• ASSIGNMENT: Nothing but the pictures gets dropped; retype every entry exactly.

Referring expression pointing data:

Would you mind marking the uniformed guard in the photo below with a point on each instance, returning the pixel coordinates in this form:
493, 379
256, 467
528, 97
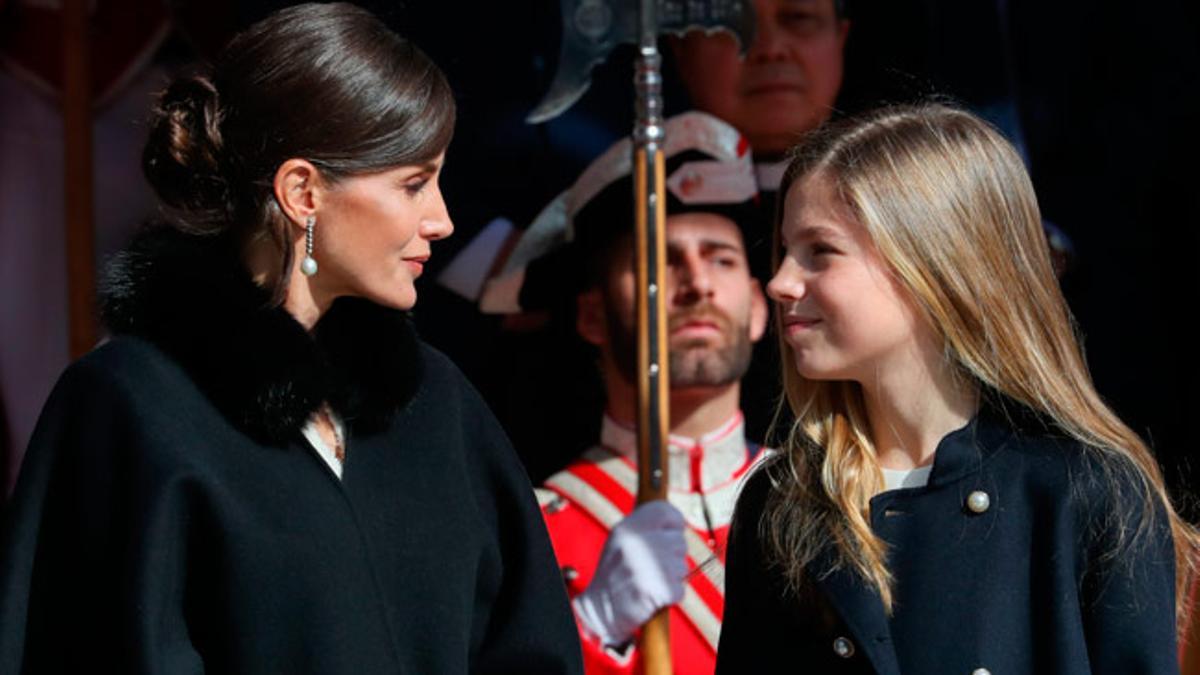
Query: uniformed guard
622, 565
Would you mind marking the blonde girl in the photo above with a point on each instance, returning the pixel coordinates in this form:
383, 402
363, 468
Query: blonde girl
954, 496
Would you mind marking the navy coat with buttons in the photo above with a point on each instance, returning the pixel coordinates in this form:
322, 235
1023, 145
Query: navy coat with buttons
1027, 585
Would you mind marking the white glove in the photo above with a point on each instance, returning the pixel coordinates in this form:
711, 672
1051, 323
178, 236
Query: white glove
641, 569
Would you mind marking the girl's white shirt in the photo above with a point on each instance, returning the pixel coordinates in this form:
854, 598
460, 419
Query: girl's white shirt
898, 479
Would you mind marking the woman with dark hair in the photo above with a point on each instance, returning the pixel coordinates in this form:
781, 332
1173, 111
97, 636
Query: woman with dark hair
264, 470
954, 495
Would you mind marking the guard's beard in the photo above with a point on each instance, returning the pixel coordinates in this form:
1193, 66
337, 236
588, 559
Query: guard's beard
693, 363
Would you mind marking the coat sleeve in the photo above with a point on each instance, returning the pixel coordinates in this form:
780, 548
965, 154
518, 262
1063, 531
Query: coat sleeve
1128, 591
750, 628
529, 627
91, 566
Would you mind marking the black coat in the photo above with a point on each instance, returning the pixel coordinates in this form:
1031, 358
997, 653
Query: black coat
1025, 586
169, 517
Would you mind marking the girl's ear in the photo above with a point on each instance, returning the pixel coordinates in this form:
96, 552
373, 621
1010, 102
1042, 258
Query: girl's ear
760, 311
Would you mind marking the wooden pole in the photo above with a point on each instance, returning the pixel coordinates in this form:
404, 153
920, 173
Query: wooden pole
78, 190
649, 219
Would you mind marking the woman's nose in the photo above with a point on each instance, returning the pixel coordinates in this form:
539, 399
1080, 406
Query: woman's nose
437, 223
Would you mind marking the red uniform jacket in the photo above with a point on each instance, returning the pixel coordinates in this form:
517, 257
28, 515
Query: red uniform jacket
582, 503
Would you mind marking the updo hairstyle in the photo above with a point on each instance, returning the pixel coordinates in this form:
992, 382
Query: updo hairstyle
327, 83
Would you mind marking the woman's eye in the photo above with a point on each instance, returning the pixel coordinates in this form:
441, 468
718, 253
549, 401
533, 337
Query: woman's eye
801, 21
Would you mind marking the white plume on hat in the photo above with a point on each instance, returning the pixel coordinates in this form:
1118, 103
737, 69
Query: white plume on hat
729, 178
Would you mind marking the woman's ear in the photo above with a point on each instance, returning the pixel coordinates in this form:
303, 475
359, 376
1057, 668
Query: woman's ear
297, 190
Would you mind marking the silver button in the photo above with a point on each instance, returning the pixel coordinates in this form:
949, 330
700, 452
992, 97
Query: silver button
978, 502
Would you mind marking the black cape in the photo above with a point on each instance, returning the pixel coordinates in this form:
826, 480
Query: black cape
171, 518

• EXPECTED OUTPUT:
Would you mind marking the uniformed guard in the photo below with a point on each instance, returning the pixel coordinates in this form:
493, 379
256, 467
528, 97
Query: uniformed guard
622, 565
Would you mind marking the blonde girl in the photo above with a point on each instance, returning the pixel coordinates in this form:
383, 402
363, 468
Query: blonde girl
954, 496
Would you mind marking the navy coat with buttons in the photo above with a point on each instance, returning the pixel coordinates in this form:
322, 235
1023, 145
Query: navy coat with buttons
1027, 585
Would you mind marking the white glove in the photo above with a point on each instance, returning the pixel coordinates in this form:
711, 672
1051, 323
178, 236
Query: white glove
641, 569
Would you mind marking the girl's white shirt in the photo above with a point on each instance, returning the pixel coordinates in this form:
854, 598
460, 419
Query: girl's white shirt
898, 479
Would you mind marking the woman with dark hair in the photo above with a point on each instance, returning the pixel coordinates in this form:
781, 332
1173, 111
97, 636
Query: woman with dark hair
264, 470
954, 495
Would you mind marking the guard's beard in the photo above with a point on each instance, returning the pixel coordinates in this form:
1193, 66
337, 236
588, 559
Query: guard's beard
693, 363
Would you mind marking the coat sleeve in the photo above with a point on each instance, returning the pixel coordinates in this form:
780, 548
965, 154
518, 262
1063, 531
Query: coat sleeve
1128, 591
750, 628
529, 627
91, 566
Would you mind marking the black coat in the photo above with a point on each instance, returning the pixel coordinates in this form:
1031, 358
997, 653
Query: black coat
1025, 586
169, 517
Would you mind marking the girl's ear in the photo above with a point on each instance, returning the pixel coordinates in this form:
96, 552
373, 621
1010, 102
1042, 258
Query: girl's ear
760, 311
Would you mind marking the wooden pole in the photo above with a point on each instance, returning the pixel coordinates in this form:
404, 153
920, 173
Query: wooden pole
78, 190
649, 219
Would you mind marking the woman's nose in the photo above with a point on each instance, returning the pixel coordinates in this form:
539, 399
1080, 406
Query: woman's nose
437, 223
Would you mind marking the red uniform jacket in the photo above with a point on each instance, returning the pixel coordinates in this form:
517, 257
28, 515
Query: red uniform jacket
582, 503
Would you mind marking the updo hairstyle in the photo above with a point on each instance, returning the pixel coordinates in this form:
992, 382
Query: updo hairstyle
327, 83
Would you mind marking the woman's eye in the photo above with a point on each instance, returning the pixel coordinates in this form:
441, 468
718, 253
549, 401
533, 337
Query: woman's eye
801, 21
Would you mind marking the white plume on hat in the photo above with a point on each instance, returning the pixel coordinates in this form:
1118, 103
737, 69
Query: white plume on hat
729, 178
Would you mind marking the woman's ear in the photo above with a point on each instance, returning the pixel coordinates in this form:
303, 475
359, 376
1057, 668
Query: woman's ear
297, 190
Would you mind marking the silver button in the photo above with a point on each instance, returning the pixel coordinates in this form:
949, 330
700, 452
992, 97
Query: silver button
978, 502
Would you mind marking the black cape in the photo above with a point on each instance, returning the pixel coordinates in this form:
826, 480
Query: black cape
171, 518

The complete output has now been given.